**WHAT THE TASK ASKS**
Please reproduce all of the records below word for word, leaving the pictures out.

Begin

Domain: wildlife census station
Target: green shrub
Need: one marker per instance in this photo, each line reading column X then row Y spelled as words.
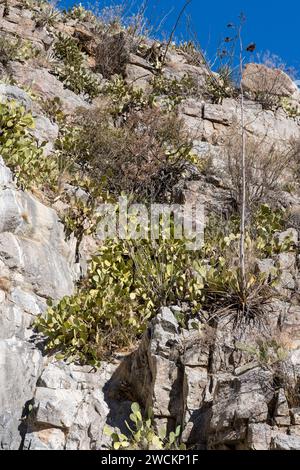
column 20, row 150
column 292, row 110
column 13, row 48
column 143, row 435
column 123, row 96
column 79, row 13
column 72, row 71
column 112, row 54
column 217, row 88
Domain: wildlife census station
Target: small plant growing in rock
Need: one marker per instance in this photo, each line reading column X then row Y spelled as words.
column 143, row 435
column 291, row 110
column 79, row 13
column 72, row 71
column 123, row 96
column 113, row 304
column 20, row 150
column 16, row 49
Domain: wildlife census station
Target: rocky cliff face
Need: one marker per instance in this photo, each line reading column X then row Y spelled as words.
column 206, row 379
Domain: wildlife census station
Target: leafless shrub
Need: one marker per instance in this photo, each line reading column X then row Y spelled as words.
column 112, row 54
column 145, row 156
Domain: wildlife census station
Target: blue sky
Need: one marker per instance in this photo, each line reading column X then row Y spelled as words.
column 272, row 25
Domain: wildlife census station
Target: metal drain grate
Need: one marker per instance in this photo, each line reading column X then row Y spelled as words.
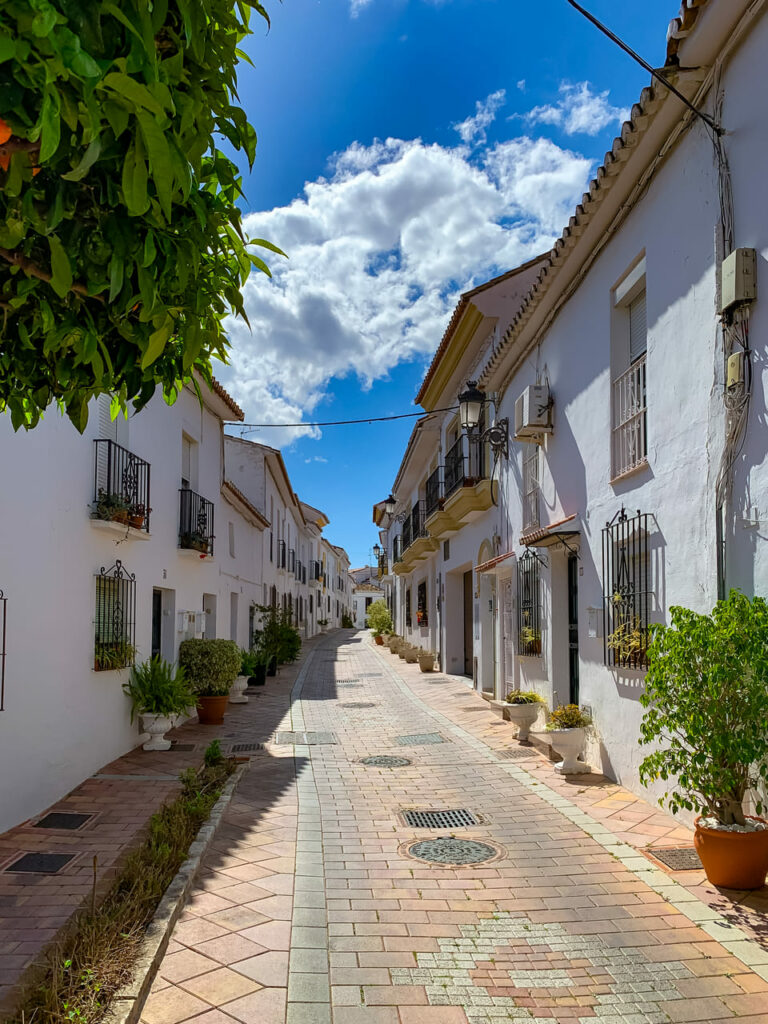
column 385, row 761
column 307, row 738
column 460, row 818
column 516, row 753
column 446, row 850
column 62, row 819
column 419, row 738
column 679, row 858
column 41, row 863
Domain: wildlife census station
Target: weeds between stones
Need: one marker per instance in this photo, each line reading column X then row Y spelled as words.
column 94, row 956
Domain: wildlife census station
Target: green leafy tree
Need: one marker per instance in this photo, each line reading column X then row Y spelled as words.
column 707, row 702
column 121, row 244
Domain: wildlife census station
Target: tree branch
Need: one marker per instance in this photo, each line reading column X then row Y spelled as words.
column 16, row 259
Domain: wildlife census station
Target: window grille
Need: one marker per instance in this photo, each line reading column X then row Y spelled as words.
column 627, row 590
column 116, row 619
column 528, row 606
column 422, row 614
column 530, row 486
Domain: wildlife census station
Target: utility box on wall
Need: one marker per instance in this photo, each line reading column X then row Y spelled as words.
column 738, row 279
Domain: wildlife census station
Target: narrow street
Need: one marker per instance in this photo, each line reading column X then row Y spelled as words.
column 310, row 909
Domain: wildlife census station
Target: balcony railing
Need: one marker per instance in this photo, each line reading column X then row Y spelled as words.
column 196, row 522
column 433, row 492
column 465, row 464
column 121, row 486
column 630, row 428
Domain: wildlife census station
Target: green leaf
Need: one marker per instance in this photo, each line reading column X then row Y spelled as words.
column 157, row 343
column 60, row 267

End

**CORRECT RESPONSE**
Domain: wildlife census station
Target: green shrub
Need: one marker per instance in this photo, each line reading column X then row Y spelled as words.
column 20, row 150
column 292, row 110
column 13, row 48
column 143, row 435
column 123, row 96
column 79, row 13
column 72, row 71
column 112, row 54
column 217, row 88
Domain: wildlife census station
Target: small plant growing in rock
Need: one marker per instance in this photo, each line reading column X then row Y spelled as words.
column 143, row 435
column 291, row 110
column 79, row 13
column 72, row 71
column 123, row 96
column 113, row 304
column 20, row 150
column 16, row 49
Domain: wildlife census station
Target: rocky cliff face
Need: one marker per instance in this photo, each line reading column X then row Y spelled as words.
column 206, row 379
Domain: wildlife census station
Target: leafless shrub
Need: one marker per instance in this photo, each line reading column X then row Y spelled as words.
column 112, row 54
column 145, row 156
Domain: wildlife census station
Target: blue sky
Need: one marker per instance in this photo, each line reading column X then row Y spelled as words.
column 272, row 25
Domain: wildlife census station
Target: metal drain grate
Need: one marker per instance in this photo, each line reading column X then row Y spelled as words.
column 385, row 761
column 307, row 738
column 460, row 818
column 516, row 753
column 446, row 850
column 62, row 819
column 419, row 738
column 679, row 858
column 41, row 863
Domain: wildlife census station
Target: weeds between stones
Need: one marker per instance in this photo, each line reading column X then row Y spelled as words.
column 94, row 956
Domain: wildlife census station
Target: green leafy tree
Need: one marker per instance in this photo, each line reading column X then row Y spelled as words.
column 707, row 702
column 121, row 244
Domain: wildlife census station
Target: tree branch
Need: one marker per instance in this photo, each line reading column X then row Y spelled as words.
column 16, row 259
Domain: wildlife census station
Target: window grille
Need: one marker per instance in this photo, each line reading column X then row Y spelled as words.
column 627, row 590
column 116, row 619
column 528, row 606
column 422, row 614
column 530, row 486
Domain: wildlife census station
Target: utility box on wall
Need: one marker per instance in this photo, each line reading column X then row Y spelled as words.
column 738, row 279
Domain: wildlife census station
Target: narrow street
Need: one marker per instance in this photo, each line reading column X then row Y spelled as words.
column 310, row 909
Domain: wildlife census station
Target: balcony railing
Need: one marker per instance in this photo, each line reading column X then row Y spelled as words.
column 196, row 522
column 433, row 492
column 465, row 464
column 121, row 486
column 630, row 428
Domain: wildlife census station
Target: green leaf
Need: one marker per instance in this photo, each line reading column X then row Y spelled as words.
column 157, row 343
column 60, row 267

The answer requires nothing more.